PASSAGE GIVEN:
────────────────

The princes of Bitlis reached their greatest power in the 16th, 17th, and 18th centuries, when they were independent, sometimes acknowledging a kind of suzerainty of Persia or Turkey, and at others denying the right of any Power to claim them as subject rulers. The last of the line, Sharif Bey, held out against the Turks for several years during the first half of the 19th century, when Turkish effort was concentrated to bring Kurdistan to subjection. He was captured by the Turks in 1849 and taken to Constantinople, and Bitlis has since been ruled by a Turkish governor.
Though their capital has been taken from them, the Hakkari are still a very powerful and famous tribe, and remain unmolested in the highlands of their country. The Turks have also adopted a more conciliatory attitude towards them, as, being on the frontier, it is highly advisable that they should be favourably disposed to Turkey.83
In the neighbourhood of the Hakkari—to the west and north-east in Darsim—are the Kurds of the Zaza, a curious tribe, of the history of which nothing is known except that they have been in these mountains for ages. I regret exceedingly not having stayed among them, for their dialect is of extraordinary interest, Aryan of the Persian and Kurdish group, but differing from both. The tribe inhabit mountainous regions in most of the least-known parts of the lands about the Tigris headwaters and in Darsim. By travellers they have been described as “shy, impish little people,” and those of them I met, while shy, certainly were of a genuine and simple type, courageous and hard-working little men, with a large proportion of blue-eyed, fair-haired people among them.
Turning once more south-east, we come by the Hakkari to the tribes south and south-east of them, the Mukri and Ardalan of Persia, and the Jaf of Turkish territory, three famous tribes—and yet farther south the Kalhur and Guran.
The Mukri tribe, which inhabits Persian territory south of Lake Urumia, is the southern arm of what may be termed the northern branch of the race, that speak the Kurdish language in all its purity of accent and grammatical form. The Mukri claim that their dialect is the most ancient of all, and while its antiquity is probably not greater than that of its neighbours, its excellent preservation of ancient forms gives it a claim to be considered the standard by which to compare other dialects.
The tribe is not now a large one, but is allied to those surrounding it, particularly to the west and south-west, and enjoys a great name, which it has won for itself by the bravery of its people and the power of its sardars, or rulers, who at their curious little capital, Sauch Bulaq, have reigned for several hundred years. Shah Abbas, Nadir Shah, and Fath Ali Shah have all relied upon the Mukri for assistance in their various wars, and the first mentioned and greatest of them—who relied upon the Kurds to a very great extent for his fighting forces—made many of them high officers in his army, and it is said owed many of his victories—particularly in the west—to the Kurds in his army. This was the case in 1624, when the bulk of Shah Abbas’ army was composed of Mukri Kurds, who defeated the Turks in a considerable battle. The tribe has always been kept in good fighting form by the proximity of the renowned robber tribe of the Bilbas, with whom they have often been to battle, and whose depredations in Persia they have not infrequently been called upon to punish. The Mukri and Bilbas are of almost exactly the same stock, and probably are two branches of the same tribe.

────────────────

EXTRACTED RECORDS:

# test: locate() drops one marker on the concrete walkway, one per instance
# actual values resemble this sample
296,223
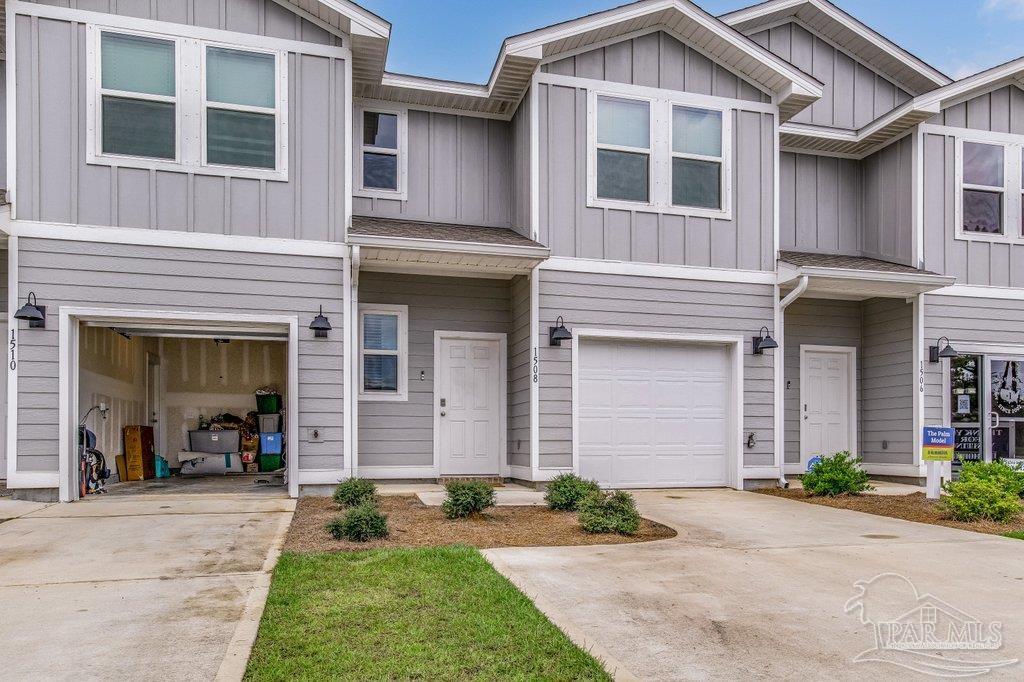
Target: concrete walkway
148,587
757,587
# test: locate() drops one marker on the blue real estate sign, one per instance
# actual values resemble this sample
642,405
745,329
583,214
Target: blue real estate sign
937,443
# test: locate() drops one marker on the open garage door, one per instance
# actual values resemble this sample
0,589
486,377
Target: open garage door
655,414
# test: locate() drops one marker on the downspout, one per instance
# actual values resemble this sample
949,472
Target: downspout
780,333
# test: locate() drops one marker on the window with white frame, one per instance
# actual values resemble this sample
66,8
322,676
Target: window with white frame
383,352
171,103
632,164
381,158
990,192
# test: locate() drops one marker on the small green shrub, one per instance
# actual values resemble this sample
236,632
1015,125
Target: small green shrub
467,497
566,491
977,499
1009,478
839,474
360,523
609,512
353,492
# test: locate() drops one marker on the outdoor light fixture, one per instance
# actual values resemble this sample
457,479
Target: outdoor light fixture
558,333
935,353
31,311
764,342
321,325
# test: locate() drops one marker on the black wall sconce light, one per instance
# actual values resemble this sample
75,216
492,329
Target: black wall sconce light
764,342
34,313
940,350
558,333
321,325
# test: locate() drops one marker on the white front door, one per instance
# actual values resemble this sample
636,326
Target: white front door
827,401
468,401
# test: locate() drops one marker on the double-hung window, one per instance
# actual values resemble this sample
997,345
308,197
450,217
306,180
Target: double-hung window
990,187
168,102
383,352
381,157
658,154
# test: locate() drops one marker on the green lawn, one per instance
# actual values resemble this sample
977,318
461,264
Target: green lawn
435,613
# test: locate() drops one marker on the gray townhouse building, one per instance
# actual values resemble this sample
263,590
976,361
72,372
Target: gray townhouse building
657,248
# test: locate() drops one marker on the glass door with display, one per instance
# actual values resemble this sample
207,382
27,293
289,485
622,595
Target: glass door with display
1004,408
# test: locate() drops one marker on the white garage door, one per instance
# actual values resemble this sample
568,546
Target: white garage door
654,415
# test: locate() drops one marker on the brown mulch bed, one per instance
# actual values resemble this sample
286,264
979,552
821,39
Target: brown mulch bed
414,524
913,507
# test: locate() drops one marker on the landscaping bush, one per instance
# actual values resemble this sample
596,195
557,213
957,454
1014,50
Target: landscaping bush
604,512
360,523
566,491
1009,478
354,492
467,497
977,499
839,474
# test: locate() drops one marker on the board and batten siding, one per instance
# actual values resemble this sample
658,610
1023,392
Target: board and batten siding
853,94
658,60
459,171
400,433
820,204
887,382
116,275
651,304
55,183
571,228
814,322
519,373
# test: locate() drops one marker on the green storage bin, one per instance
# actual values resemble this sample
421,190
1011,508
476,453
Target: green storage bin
267,403
270,462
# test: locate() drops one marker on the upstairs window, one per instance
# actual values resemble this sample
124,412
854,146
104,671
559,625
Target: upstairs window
658,154
138,96
180,104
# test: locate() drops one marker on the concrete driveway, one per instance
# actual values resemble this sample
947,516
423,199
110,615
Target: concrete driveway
150,587
757,587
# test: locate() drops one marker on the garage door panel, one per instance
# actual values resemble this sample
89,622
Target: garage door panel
653,414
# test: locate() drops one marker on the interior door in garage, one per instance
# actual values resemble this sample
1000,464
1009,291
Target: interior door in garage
654,414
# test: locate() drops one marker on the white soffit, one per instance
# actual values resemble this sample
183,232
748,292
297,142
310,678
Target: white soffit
830,23
520,54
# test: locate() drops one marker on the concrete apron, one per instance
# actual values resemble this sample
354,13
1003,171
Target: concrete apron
140,587
759,587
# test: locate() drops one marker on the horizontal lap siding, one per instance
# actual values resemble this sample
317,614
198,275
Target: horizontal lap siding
966,321
112,275
887,382
460,170
853,94
571,228
56,185
814,322
650,304
820,204
400,433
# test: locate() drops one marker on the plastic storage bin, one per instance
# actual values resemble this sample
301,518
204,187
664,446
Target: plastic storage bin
270,443
269,423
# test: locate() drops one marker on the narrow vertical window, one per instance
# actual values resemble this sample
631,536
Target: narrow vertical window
241,109
983,188
138,96
380,151
623,148
696,158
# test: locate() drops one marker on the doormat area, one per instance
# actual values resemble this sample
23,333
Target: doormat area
414,524
913,507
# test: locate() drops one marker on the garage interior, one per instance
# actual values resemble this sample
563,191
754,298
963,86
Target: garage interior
176,410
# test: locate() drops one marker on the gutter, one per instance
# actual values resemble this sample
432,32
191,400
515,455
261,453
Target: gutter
780,332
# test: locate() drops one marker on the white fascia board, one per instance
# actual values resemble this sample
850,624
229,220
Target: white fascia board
475,248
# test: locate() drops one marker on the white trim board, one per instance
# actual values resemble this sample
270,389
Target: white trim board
735,345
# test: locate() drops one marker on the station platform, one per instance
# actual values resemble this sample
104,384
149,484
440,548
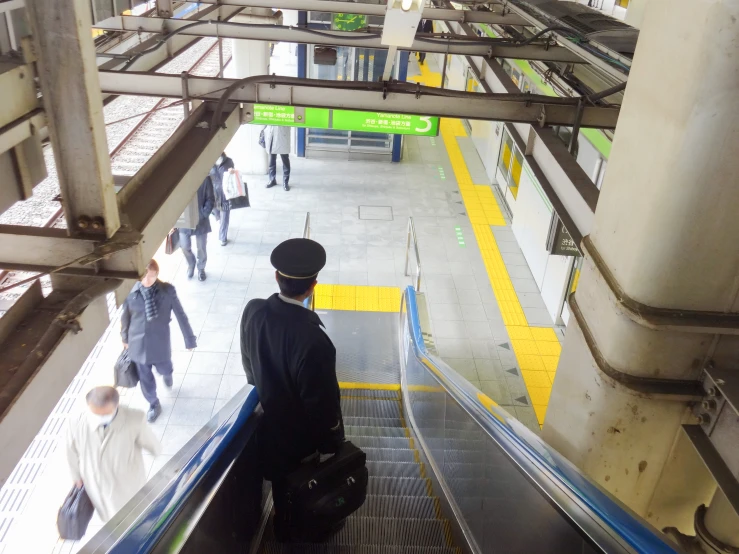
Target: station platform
487,320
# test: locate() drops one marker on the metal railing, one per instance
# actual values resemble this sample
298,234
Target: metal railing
310,301
425,379
306,227
412,235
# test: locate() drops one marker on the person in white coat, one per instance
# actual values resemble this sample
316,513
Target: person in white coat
277,141
104,451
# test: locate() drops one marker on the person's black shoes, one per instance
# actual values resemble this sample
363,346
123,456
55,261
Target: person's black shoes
154,412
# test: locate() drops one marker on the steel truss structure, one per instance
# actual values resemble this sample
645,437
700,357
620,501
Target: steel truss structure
111,237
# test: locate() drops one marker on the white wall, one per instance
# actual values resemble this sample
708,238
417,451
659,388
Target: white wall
487,143
531,220
531,226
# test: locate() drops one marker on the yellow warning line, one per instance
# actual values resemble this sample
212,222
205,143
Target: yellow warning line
357,298
536,349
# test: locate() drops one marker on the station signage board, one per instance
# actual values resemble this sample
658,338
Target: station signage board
346,120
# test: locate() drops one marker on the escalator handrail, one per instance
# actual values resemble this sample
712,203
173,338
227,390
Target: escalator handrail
151,524
612,515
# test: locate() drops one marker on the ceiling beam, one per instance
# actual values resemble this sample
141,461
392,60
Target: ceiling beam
152,60
150,203
389,97
575,191
278,33
332,6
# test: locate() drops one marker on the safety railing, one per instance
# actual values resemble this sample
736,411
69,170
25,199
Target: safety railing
310,301
306,226
487,460
412,238
143,522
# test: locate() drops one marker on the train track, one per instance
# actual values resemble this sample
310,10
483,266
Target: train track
136,127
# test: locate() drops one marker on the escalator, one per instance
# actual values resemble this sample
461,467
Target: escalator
400,512
450,472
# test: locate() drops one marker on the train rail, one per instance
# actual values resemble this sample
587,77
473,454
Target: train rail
136,127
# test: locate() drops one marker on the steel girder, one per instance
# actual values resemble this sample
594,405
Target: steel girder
385,97
155,58
498,16
150,204
275,33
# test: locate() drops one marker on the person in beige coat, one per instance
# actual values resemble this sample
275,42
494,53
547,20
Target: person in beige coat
104,451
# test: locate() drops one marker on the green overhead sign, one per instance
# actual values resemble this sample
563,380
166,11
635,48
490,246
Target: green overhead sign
346,120
348,22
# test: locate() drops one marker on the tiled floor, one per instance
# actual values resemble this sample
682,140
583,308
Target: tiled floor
495,336
506,359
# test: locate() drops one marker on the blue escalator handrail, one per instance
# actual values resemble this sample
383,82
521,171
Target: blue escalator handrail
633,530
149,527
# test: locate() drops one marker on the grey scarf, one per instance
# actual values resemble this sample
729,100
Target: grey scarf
150,301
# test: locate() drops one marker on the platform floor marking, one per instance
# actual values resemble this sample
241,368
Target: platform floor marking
536,349
357,298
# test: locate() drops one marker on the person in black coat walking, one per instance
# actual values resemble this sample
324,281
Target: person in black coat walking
206,202
222,209
147,312
291,361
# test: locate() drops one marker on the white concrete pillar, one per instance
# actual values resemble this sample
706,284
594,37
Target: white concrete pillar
666,228
250,57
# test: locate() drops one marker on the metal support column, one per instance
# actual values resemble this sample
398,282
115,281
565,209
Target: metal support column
657,296
71,92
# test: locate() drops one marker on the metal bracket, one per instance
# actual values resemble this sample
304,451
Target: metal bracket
662,319
666,389
542,119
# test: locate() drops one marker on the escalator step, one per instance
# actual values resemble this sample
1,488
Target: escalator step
419,507
353,431
361,531
373,421
398,486
381,442
371,393
390,531
389,454
370,407
394,469
276,548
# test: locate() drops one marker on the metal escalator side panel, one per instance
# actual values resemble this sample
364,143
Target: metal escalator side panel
448,415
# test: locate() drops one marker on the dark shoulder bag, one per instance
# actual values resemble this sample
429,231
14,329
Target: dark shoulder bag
321,495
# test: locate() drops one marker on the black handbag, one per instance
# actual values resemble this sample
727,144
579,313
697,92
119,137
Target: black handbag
321,495
125,372
75,514
240,201
173,241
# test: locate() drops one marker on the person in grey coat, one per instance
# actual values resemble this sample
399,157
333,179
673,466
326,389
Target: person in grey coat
277,141
147,312
222,209
206,202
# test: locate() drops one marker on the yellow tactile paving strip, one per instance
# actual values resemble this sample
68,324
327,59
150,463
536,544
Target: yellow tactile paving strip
536,348
357,298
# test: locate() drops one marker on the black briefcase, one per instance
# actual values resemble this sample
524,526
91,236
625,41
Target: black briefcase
321,495
125,373
75,514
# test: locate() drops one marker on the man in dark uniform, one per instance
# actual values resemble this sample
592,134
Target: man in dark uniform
289,358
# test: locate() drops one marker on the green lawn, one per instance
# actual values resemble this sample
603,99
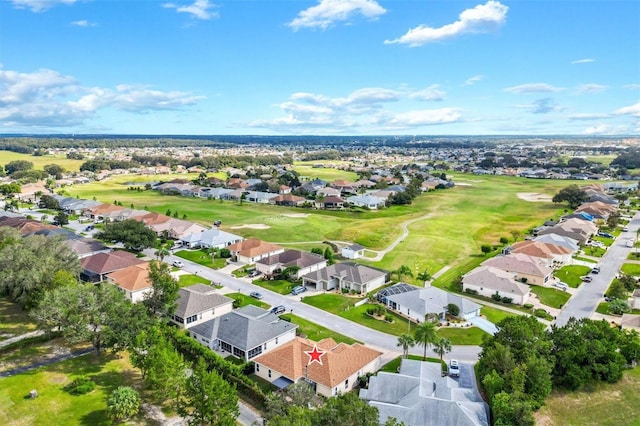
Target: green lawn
631,269
54,405
495,315
551,296
244,300
393,365
13,320
316,332
201,257
190,279
462,335
278,286
616,404
571,274
489,208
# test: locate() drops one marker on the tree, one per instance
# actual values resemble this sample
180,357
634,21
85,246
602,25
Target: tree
572,194
28,266
209,399
165,290
453,309
123,403
406,341
425,335
442,346
90,313
133,234
54,170
402,271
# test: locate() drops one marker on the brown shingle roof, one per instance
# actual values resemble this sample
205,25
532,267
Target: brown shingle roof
338,363
132,278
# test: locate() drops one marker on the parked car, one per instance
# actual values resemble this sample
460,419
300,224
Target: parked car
298,289
454,368
278,309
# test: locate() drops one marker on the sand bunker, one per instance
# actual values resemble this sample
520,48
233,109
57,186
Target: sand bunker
534,197
252,226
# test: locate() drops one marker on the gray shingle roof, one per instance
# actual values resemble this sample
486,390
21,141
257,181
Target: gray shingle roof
199,298
244,328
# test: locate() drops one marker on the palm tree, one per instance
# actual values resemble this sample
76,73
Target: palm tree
425,335
406,341
442,346
402,271
162,252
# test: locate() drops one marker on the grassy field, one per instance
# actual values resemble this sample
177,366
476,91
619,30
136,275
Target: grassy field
489,208
495,315
550,296
462,336
571,274
56,406
617,404
631,269
13,320
190,279
41,161
316,332
244,300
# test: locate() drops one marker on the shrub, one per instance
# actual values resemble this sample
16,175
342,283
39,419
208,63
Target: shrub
80,386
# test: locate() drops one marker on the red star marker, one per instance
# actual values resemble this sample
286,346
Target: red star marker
314,355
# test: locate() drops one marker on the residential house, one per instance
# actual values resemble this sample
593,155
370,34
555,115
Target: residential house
528,269
287,200
338,372
330,202
133,281
251,250
211,238
245,333
579,230
419,395
488,281
552,254
199,303
96,266
346,276
367,201
306,262
353,251
416,303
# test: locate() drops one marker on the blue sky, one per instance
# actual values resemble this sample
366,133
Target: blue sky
320,67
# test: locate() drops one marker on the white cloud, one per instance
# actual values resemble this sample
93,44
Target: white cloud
473,80
46,98
328,12
431,93
591,88
361,110
583,61
39,5
481,19
633,110
199,9
83,23
533,88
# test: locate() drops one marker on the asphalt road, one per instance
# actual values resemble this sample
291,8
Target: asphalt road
381,341
584,303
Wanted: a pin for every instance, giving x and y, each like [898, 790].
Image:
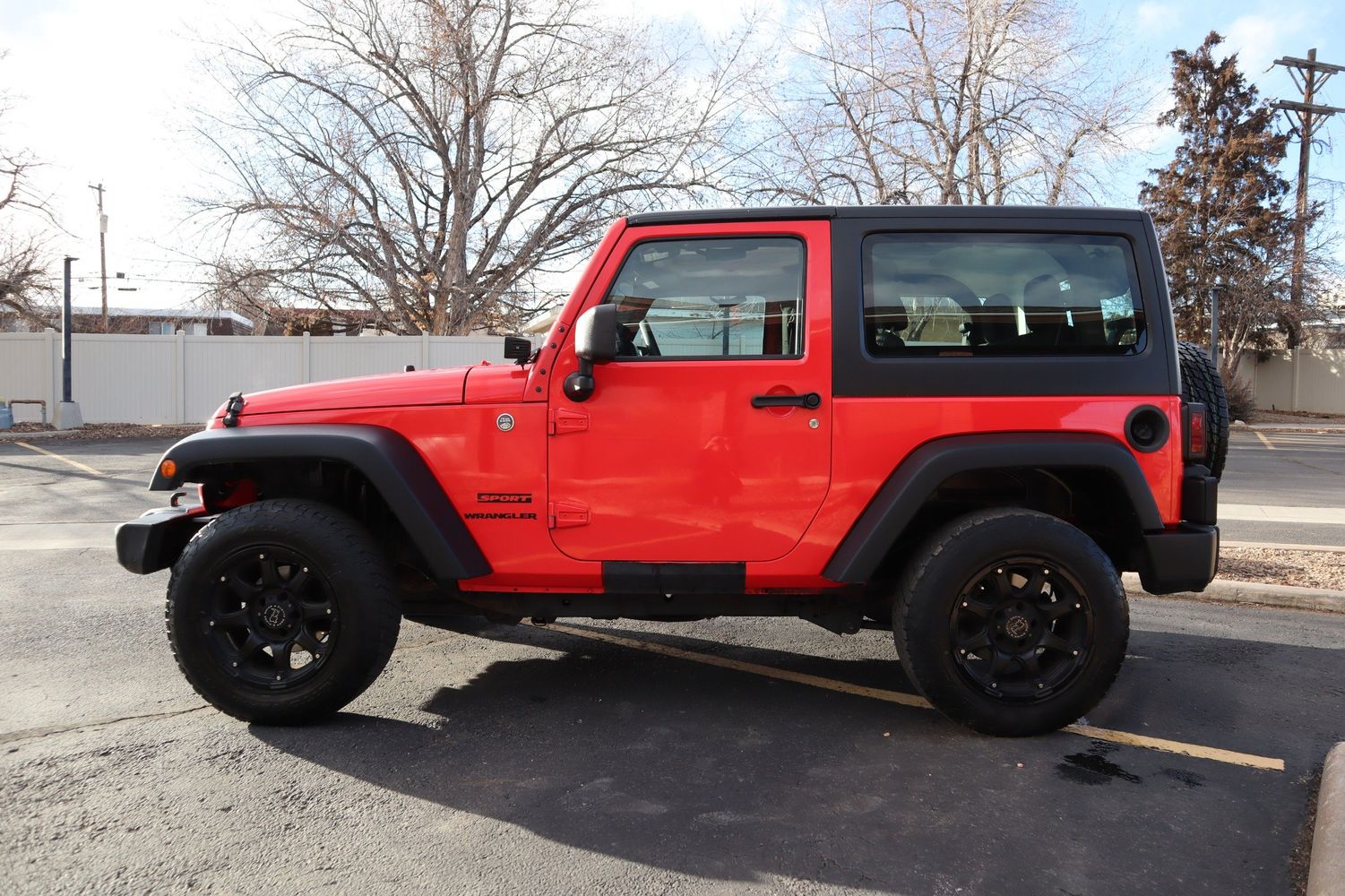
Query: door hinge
[566, 514]
[564, 420]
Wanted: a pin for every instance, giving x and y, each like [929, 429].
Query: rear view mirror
[595, 342]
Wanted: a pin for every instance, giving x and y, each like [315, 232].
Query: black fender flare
[389, 461]
[896, 504]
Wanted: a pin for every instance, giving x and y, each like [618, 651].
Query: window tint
[999, 295]
[724, 297]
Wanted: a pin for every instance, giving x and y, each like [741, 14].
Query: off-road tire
[929, 608]
[1200, 383]
[356, 580]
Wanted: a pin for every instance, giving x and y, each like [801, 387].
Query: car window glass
[999, 295]
[714, 297]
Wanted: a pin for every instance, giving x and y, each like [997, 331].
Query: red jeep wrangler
[959, 423]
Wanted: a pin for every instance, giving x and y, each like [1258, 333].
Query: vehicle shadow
[733, 777]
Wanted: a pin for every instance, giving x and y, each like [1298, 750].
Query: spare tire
[1200, 383]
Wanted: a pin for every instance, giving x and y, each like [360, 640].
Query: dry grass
[1272, 565]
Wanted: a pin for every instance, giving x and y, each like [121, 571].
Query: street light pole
[102, 254]
[67, 410]
[66, 326]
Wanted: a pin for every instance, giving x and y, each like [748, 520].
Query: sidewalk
[1326, 426]
[1272, 513]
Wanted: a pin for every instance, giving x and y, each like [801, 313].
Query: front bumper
[1183, 558]
[156, 538]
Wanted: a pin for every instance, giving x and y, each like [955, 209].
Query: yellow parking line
[51, 453]
[1196, 751]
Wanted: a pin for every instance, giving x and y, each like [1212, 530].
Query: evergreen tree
[1219, 206]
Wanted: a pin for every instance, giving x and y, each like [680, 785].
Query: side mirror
[518, 349]
[595, 342]
[595, 334]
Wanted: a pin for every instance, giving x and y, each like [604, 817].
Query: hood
[442, 386]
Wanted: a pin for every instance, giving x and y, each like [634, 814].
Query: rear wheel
[281, 611]
[1202, 383]
[1012, 622]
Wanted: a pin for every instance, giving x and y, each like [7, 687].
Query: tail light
[1197, 432]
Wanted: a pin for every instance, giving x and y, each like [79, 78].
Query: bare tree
[24, 289]
[942, 101]
[428, 158]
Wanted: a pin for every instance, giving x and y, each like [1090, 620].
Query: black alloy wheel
[1011, 622]
[1022, 628]
[272, 616]
[282, 611]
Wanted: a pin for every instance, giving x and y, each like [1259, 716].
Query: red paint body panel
[442, 386]
[676, 464]
[670, 461]
[496, 383]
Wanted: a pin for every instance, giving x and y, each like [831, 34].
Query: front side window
[716, 297]
[966, 294]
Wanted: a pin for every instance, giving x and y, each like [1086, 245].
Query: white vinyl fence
[1309, 380]
[183, 380]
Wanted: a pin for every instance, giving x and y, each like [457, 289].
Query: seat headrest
[1044, 292]
[892, 316]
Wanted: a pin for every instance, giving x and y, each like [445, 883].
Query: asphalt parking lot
[628, 758]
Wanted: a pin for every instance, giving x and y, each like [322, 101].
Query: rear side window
[975, 294]
[717, 297]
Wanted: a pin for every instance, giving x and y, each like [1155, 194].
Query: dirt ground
[1302, 568]
[1294, 418]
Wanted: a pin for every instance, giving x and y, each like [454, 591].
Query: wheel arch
[391, 464]
[1059, 461]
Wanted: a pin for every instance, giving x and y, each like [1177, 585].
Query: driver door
[701, 442]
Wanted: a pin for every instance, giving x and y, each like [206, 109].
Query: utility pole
[102, 254]
[1309, 75]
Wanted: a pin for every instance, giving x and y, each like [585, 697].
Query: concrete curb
[1250, 592]
[1306, 426]
[1326, 866]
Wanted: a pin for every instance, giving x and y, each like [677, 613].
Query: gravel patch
[1301, 568]
[97, 432]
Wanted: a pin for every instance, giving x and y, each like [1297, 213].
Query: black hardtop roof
[814, 212]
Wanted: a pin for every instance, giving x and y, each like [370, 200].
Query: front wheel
[1012, 622]
[281, 611]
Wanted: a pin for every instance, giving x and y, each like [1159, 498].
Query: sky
[108, 91]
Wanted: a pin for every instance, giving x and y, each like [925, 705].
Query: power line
[1309, 75]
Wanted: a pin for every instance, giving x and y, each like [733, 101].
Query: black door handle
[807, 400]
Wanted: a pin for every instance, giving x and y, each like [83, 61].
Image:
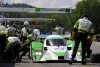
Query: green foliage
[90, 7]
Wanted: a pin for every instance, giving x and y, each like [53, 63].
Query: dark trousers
[23, 39]
[27, 49]
[16, 47]
[2, 43]
[80, 37]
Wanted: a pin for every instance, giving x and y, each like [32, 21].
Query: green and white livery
[54, 47]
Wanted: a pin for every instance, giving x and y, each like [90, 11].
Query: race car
[54, 47]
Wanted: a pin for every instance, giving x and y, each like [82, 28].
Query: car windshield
[57, 42]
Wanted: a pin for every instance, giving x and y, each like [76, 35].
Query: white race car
[54, 47]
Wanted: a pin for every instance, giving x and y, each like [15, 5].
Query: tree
[90, 7]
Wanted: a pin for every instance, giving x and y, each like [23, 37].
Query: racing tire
[95, 58]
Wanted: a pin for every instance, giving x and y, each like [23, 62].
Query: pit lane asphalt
[26, 62]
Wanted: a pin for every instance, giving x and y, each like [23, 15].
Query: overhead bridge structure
[28, 19]
[35, 10]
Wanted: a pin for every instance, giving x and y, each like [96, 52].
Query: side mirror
[45, 48]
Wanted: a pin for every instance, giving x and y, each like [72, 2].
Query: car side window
[48, 43]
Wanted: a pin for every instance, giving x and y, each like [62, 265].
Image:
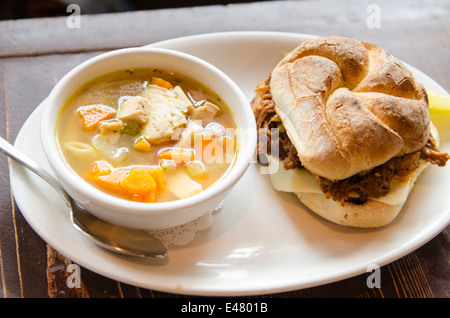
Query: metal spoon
[110, 236]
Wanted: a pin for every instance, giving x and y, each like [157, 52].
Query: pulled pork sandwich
[351, 129]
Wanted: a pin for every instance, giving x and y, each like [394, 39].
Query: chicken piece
[111, 125]
[135, 109]
[169, 110]
[207, 110]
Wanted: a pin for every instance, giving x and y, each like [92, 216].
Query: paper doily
[185, 233]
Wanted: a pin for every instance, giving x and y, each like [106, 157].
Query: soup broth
[147, 135]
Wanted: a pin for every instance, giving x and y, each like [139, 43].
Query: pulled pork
[356, 189]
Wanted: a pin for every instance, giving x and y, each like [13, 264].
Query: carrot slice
[161, 82]
[99, 168]
[139, 181]
[112, 181]
[92, 115]
[158, 175]
[141, 144]
[178, 155]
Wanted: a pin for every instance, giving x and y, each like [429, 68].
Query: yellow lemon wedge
[438, 102]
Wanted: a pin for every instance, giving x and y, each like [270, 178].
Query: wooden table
[34, 54]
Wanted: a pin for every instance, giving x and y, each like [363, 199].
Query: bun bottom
[371, 214]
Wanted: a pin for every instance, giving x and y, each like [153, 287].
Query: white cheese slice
[300, 180]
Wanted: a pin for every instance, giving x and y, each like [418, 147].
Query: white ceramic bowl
[149, 215]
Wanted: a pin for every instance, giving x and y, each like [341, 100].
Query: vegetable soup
[147, 135]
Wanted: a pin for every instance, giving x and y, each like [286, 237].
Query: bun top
[348, 106]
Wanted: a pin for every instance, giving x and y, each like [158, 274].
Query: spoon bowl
[113, 237]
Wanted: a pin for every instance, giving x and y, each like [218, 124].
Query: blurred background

────────────────

OBJECTIVE:
Write out the passage on the Kurdish tribes word for word, from "The princes of" to "a Turkish governor.".

ANSWER TO THE PROBLEM:
The princes of Bitlis reached their greatest power in the 16th, 17th, and 18th centuries, when they were independent, sometimes acknowledging a kind of suzerainty of Persia or Turkey, and at others denying the right of any Power to claim them as subject rulers. The last of the line, Sharif Bey, held out against the Turks for several years during the first half of the 19th century, when Turkish effort was concentrated to bring Kurdistan to subjection. He was captured by the Turks in 1849 and taken to Constantinople, and Bitlis has since been ruled by a Turkish governor.